- [Stored data]:
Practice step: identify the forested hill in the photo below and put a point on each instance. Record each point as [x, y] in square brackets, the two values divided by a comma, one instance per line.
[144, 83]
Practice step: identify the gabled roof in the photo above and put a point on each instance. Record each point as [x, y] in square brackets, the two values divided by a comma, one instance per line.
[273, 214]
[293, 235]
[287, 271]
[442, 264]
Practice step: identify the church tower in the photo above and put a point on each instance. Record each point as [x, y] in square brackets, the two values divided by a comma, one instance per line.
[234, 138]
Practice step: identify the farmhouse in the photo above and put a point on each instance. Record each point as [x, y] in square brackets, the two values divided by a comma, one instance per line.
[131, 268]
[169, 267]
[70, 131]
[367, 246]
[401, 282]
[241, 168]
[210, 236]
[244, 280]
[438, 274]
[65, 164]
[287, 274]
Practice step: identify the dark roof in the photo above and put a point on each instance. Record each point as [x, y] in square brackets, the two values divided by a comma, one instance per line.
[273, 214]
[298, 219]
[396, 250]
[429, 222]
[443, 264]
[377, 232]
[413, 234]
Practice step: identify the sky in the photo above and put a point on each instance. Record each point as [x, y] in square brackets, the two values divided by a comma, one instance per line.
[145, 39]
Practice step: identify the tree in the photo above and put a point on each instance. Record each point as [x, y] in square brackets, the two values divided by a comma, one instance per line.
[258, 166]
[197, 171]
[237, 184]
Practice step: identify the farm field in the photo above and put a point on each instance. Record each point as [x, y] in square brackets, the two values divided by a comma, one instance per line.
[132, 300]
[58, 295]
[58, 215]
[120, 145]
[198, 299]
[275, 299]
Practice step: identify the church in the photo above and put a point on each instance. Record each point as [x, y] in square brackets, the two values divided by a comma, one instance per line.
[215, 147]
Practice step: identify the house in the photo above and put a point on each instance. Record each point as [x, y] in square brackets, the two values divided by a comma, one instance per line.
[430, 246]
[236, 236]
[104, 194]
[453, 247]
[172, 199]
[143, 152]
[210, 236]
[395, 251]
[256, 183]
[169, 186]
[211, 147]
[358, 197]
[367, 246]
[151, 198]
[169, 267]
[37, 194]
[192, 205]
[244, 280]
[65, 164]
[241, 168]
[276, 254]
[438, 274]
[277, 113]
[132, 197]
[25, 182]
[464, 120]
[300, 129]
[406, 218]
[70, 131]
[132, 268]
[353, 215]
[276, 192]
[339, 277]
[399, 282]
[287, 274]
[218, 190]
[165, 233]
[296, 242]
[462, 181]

- [Instructions to follow]:
All of the material must be given again without any change.

- [Response area]:
Practice step: identify the forested hill in the photo below and put a point on each instance. Record each point as [x, y] in square brackets, the two values divided by a comma, one instance per line.
[144, 83]
Practice step: identify the gabled roof in the photo above and put a point on each instance. Record each point as [x, y] in square brackets, the two values divided by a comma, one instance per line.
[273, 214]
[293, 235]
[287, 271]
[442, 264]
Practice step: identify the church tower in the photo above and put a point on each instance. Record each point as [x, y] in square brackets, the two values divided by a comma, one instance per line.
[234, 138]
Practice step: identify the farmhouse in the photo above and put a point on each instance. Record each point as [x, y] in square brackets, the two values divided by a comma, one instance per line.
[131, 268]
[169, 267]
[70, 131]
[367, 246]
[401, 282]
[241, 168]
[210, 236]
[244, 280]
[438, 274]
[65, 164]
[287, 274]
Practice step: identify the dark roof in the photo above and put a point on each instance. Record each point as [x, y] in square brackets, the two values divided by a comma, one instance per line.
[273, 214]
[298, 219]
[396, 250]
[429, 222]
[443, 264]
[377, 232]
[413, 234]
Practice step: identify the sky in the photo above and put a point on each instance. Record each point as [x, y] in square brackets, the two values divided by a comma, one instance per line.
[145, 39]
Practice step: identify the tree in the photo above and put a point on each instance. Record each point as [x, y] in square brackets, the two values divided by a comma, one instance per line.
[258, 166]
[197, 171]
[237, 184]
Practice step: identify the farm field in the photo above and put a point on each instance. Record each point as [x, y] in square brackets, the two values divided by a comma, one instance per line.
[132, 300]
[58, 295]
[58, 215]
[120, 145]
[198, 299]
[275, 299]
Practice step: identify the church in the photo above and put a point on each instance. Record each point as [x, y] in square brackets, the two values divided by a comma, one instance per line.
[215, 147]
Practice step: identify the house in the photo above and put a point on each instance. Record each point as [x, y] in square brackets, the two values divided by a comma, one instance per line.
[430, 246]
[236, 236]
[104, 194]
[453, 247]
[172, 199]
[143, 152]
[210, 236]
[395, 251]
[256, 183]
[169, 186]
[211, 147]
[358, 197]
[367, 246]
[151, 198]
[169, 267]
[37, 194]
[192, 205]
[244, 280]
[65, 164]
[241, 168]
[276, 254]
[438, 274]
[277, 113]
[132, 197]
[25, 182]
[464, 120]
[300, 129]
[406, 218]
[70, 131]
[132, 268]
[353, 215]
[276, 192]
[339, 277]
[399, 282]
[287, 274]
[218, 190]
[165, 233]
[296, 242]
[462, 181]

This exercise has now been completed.